## Problem description
Set down exactly the lines in the records below that run from the line with "# test: point out the woman's face, one" to the line with "# test: point out the fingers, one", inclusive, and nothing more.

## Data records
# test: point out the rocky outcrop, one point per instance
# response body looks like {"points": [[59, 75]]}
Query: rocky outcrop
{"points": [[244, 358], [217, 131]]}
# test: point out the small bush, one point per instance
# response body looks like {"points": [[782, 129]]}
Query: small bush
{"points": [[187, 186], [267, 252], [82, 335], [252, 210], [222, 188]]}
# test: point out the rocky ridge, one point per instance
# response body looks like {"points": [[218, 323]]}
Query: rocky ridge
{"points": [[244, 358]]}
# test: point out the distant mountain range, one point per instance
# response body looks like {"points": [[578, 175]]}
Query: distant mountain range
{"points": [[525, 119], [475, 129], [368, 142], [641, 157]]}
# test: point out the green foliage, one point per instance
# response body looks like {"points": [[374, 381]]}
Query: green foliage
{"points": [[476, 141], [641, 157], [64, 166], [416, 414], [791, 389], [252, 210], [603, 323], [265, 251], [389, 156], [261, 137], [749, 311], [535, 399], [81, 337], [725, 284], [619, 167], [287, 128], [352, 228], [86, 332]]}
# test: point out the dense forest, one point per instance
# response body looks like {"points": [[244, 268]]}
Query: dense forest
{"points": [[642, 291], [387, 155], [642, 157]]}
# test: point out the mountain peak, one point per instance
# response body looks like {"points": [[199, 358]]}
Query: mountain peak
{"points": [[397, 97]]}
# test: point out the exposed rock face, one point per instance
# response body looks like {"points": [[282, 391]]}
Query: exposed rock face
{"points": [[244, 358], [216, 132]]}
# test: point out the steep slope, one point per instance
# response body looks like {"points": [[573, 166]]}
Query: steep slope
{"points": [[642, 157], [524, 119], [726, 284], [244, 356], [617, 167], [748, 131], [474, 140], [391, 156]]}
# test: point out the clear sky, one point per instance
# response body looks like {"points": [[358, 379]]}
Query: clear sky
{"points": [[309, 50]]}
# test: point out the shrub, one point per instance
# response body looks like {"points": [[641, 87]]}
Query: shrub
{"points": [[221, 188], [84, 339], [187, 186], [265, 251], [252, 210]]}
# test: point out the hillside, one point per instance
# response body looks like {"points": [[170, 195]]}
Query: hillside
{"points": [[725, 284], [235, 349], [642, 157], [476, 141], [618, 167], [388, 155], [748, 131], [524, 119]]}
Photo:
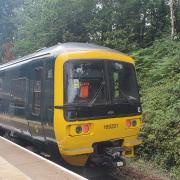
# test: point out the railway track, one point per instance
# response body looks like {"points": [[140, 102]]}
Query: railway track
{"points": [[87, 172]]}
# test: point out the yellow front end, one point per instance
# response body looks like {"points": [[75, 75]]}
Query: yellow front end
{"points": [[75, 147]]}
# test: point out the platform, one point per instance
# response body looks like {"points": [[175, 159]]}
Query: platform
{"points": [[18, 163]]}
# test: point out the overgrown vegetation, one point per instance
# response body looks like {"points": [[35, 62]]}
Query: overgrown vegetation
{"points": [[125, 25], [159, 76]]}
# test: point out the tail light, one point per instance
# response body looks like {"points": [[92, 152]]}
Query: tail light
{"points": [[131, 123], [128, 123], [85, 128]]}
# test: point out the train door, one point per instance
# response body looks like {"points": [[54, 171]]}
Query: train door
{"points": [[36, 99]]}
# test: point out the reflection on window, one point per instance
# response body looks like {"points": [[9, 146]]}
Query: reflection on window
{"points": [[36, 104], [18, 92], [84, 81]]}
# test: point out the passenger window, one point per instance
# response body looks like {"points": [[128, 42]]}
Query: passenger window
{"points": [[37, 91], [19, 92]]}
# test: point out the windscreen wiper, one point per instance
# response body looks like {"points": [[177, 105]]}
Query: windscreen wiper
{"points": [[129, 98], [96, 94]]}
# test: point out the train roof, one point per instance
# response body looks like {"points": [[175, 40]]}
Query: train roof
{"points": [[59, 49]]}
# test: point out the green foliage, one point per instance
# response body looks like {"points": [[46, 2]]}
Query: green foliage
{"points": [[119, 24], [159, 76]]}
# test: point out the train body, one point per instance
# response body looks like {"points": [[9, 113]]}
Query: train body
{"points": [[79, 101]]}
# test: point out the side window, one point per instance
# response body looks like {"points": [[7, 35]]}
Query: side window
{"points": [[37, 91], [19, 92]]}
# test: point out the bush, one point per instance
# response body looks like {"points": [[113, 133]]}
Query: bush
{"points": [[158, 70]]}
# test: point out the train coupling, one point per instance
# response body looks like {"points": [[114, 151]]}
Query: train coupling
{"points": [[111, 157]]}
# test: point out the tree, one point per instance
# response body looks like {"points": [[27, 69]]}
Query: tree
{"points": [[7, 26], [172, 6]]}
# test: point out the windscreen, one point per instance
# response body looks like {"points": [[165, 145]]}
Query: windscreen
{"points": [[84, 81], [97, 89]]}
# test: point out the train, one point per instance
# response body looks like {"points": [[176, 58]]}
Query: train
{"points": [[78, 101]]}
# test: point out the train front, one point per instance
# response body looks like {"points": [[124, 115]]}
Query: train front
{"points": [[97, 114]]}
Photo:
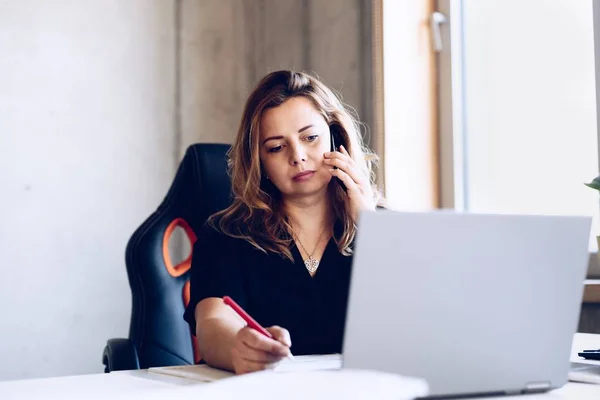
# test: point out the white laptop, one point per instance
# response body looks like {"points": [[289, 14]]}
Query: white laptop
{"points": [[475, 304]]}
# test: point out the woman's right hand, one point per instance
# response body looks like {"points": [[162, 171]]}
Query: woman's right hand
{"points": [[253, 351]]}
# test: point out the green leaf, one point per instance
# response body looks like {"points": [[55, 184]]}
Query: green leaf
{"points": [[595, 184]]}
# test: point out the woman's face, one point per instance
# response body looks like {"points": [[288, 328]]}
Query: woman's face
{"points": [[293, 139]]}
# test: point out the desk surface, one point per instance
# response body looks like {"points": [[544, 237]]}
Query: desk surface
{"points": [[144, 384]]}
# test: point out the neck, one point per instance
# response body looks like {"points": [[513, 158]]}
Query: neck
{"points": [[309, 215]]}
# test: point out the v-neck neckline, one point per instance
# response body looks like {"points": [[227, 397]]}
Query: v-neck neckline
{"points": [[299, 260]]}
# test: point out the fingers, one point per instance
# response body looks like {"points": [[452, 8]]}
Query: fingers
{"points": [[281, 335], [256, 356], [343, 161], [253, 351], [257, 341]]}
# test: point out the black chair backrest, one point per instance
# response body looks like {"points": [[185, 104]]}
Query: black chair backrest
{"points": [[160, 290]]}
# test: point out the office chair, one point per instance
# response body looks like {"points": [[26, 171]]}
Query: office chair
{"points": [[158, 335]]}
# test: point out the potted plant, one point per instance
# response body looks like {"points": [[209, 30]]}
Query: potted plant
{"points": [[595, 184]]}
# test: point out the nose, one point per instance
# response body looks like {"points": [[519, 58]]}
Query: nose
{"points": [[298, 154]]}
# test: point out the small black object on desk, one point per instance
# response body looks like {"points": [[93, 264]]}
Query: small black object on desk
{"points": [[590, 354]]}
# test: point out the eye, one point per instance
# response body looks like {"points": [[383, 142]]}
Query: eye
{"points": [[275, 149]]}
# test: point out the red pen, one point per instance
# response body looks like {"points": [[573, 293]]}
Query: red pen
{"points": [[249, 320]]}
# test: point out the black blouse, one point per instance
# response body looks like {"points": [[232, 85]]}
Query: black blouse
{"points": [[274, 290]]}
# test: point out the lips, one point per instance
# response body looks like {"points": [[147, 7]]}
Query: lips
{"points": [[302, 176]]}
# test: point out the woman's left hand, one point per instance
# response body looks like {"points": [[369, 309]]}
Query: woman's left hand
{"points": [[360, 193]]}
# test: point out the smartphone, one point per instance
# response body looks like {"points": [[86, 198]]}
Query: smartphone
{"points": [[334, 147]]}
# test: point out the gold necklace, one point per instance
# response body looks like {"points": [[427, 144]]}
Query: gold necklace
{"points": [[310, 263]]}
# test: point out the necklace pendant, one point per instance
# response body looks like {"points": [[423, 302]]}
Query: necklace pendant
{"points": [[311, 264]]}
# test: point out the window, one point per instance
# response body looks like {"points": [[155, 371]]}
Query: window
{"points": [[518, 131]]}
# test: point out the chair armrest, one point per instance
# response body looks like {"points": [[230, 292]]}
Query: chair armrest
{"points": [[120, 355]]}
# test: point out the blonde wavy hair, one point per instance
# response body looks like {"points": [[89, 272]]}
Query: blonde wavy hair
{"points": [[256, 213]]}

## Answer
# test: point out the woman's face, one point per instance
# response body looks like {"points": [[288, 328]]}
Query: woman's face
{"points": [[293, 139]]}
# test: point out the desk surface, one point per instance
# response body looks like {"points": [[544, 237]]}
Query: desk surface
{"points": [[144, 384]]}
# test: point out the neck, one point per instance
# response body looks like {"points": [[513, 158]]}
Query: neck
{"points": [[309, 215]]}
# test: point out the v-neck neckline, one point per instance
# response body looks like {"points": [[227, 397]]}
Query: v-neck neckline
{"points": [[299, 260]]}
# test: point out the fingers, one point per instance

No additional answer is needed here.